> **TEXT SEGMENT**:
-- Start --

Pitchfork: To many Americans, at least, Sweden seems like a pretty progressive place, but you're saying that's not necessarily the case.
KDA: It’s difficult. Because a lot of Swedish people think of themselves as so progressive, they also think that they don’t have to deal with anything any more. But Sweden has a huge problem with racism, for example. Ever since a few years ago, we have a racist political party [Swedish Democrats]. They talk a lot about “us” as white, Swedish people, and the “others” as everybody else, along with closing the borders and not having any more immigrants.
OD: They are pretty good at packaging it into something else, but often not so good at hiding it. They have some influential power-- in the polls at the moment, they have 8%. It’s quite severe. They affect the mainstream discourse. It has become more OK to be this public racist, but it's often put in the frame of claiming the need for freedom of speech. Many white people see no problem in using the n-word. It’s not so progressive. There are some progressions when it comes to equality between genders, but it only works for people who are white, middle class, have a good-paying job, and are happy with the gender they were born in.
Pitchfork: On “A Tooth for an Eye”, you sing, “I’m telling you stories, trust me.” So while you're pointing out how so much of our history comes from a very white, male viewpoint, you're also acknowledging that this album is coming from a specific perspective as well.
KDA: I actually borrowed that line from my favorite Jeanette Winterson book, The Passion. It's important to question my story and my way of telling it, too. It's good to ask questions instead of serving answers.
Pitchfork: The album takes aim at a lot of traditional values-- have you thought about what your idea of a perfect society or government would look like?
KDA: [laughs] That can be a long question to answer. But I believe that people would be happier sharing things and being much more of a collective rather than working from these neo-liberal ideas of just looking after yourself. I think people need each other.

-- End --

> **BRIEF 1**: In the interview, reproduce the passage from "Pitchfork: To many" to "any more immigrants." without changes.
> **BRIEF 2**: In the interview, OD says progress on equality between genders "only works for people who are" a certain way. List every condition named there.

> **INFORMATION SUPPLIED**:
-- Start --

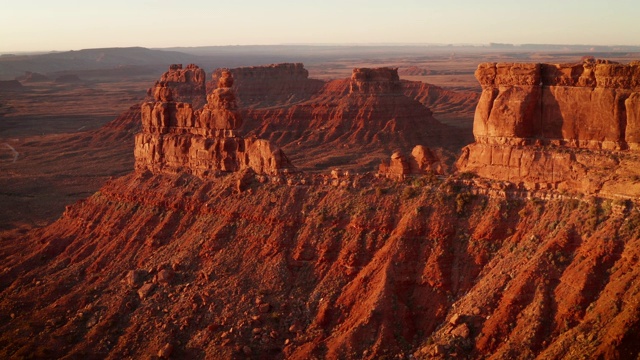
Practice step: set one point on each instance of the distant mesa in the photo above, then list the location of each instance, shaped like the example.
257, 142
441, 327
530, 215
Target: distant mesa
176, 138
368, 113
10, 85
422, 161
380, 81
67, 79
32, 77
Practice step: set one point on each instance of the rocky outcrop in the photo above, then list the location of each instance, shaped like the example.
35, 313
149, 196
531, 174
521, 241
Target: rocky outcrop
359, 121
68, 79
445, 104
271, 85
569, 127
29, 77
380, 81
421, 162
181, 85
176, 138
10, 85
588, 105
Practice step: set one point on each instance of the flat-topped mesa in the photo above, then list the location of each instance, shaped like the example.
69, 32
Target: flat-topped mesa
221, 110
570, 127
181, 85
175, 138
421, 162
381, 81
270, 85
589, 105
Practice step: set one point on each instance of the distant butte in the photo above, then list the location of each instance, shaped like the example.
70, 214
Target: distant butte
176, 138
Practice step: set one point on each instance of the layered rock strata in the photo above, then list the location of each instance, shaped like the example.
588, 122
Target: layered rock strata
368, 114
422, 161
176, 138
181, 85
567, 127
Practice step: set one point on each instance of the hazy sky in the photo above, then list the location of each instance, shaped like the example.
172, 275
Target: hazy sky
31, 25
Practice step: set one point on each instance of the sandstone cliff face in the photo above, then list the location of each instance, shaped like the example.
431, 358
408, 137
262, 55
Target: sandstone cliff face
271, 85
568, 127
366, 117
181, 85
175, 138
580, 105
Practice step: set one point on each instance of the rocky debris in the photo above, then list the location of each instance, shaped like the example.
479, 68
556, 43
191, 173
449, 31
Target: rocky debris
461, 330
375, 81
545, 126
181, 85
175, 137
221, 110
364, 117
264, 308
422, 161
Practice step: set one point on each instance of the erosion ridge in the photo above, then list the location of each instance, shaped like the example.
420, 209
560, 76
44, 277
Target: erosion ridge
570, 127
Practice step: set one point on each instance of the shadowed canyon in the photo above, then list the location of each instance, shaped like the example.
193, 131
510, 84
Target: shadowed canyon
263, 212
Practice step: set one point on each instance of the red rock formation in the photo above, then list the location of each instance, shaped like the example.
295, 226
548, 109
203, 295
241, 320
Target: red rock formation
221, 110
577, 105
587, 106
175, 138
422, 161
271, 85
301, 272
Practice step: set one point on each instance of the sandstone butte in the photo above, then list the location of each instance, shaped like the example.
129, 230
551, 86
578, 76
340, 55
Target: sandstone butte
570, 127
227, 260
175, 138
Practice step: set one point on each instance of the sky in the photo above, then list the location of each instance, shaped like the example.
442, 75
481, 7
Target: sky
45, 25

-- End --

> **TASK SOLUTION 1**:
Pitchfork: To many Americans, at least, Sweden seems like a pretty progressive place, but you're saying that's not necessarily the case.
KDA: It’s difficult. Because a lot of Swedish people think of themselves as so progressive, they also think that they don’t have to deal with anything any more. But Sweden has a huge problem with racism, for example. Ever since a few years ago, we have a racist political party [Swedish Democrats]. They talk a lot about “us” as white, Swedish people, and the “others” as everybody else, along with closing the borders and not having any more immigrants.

> **TASK SOLUTION 2**:
- White
- Middle class
- Have a good-paying job
- Happy with the gender they were born in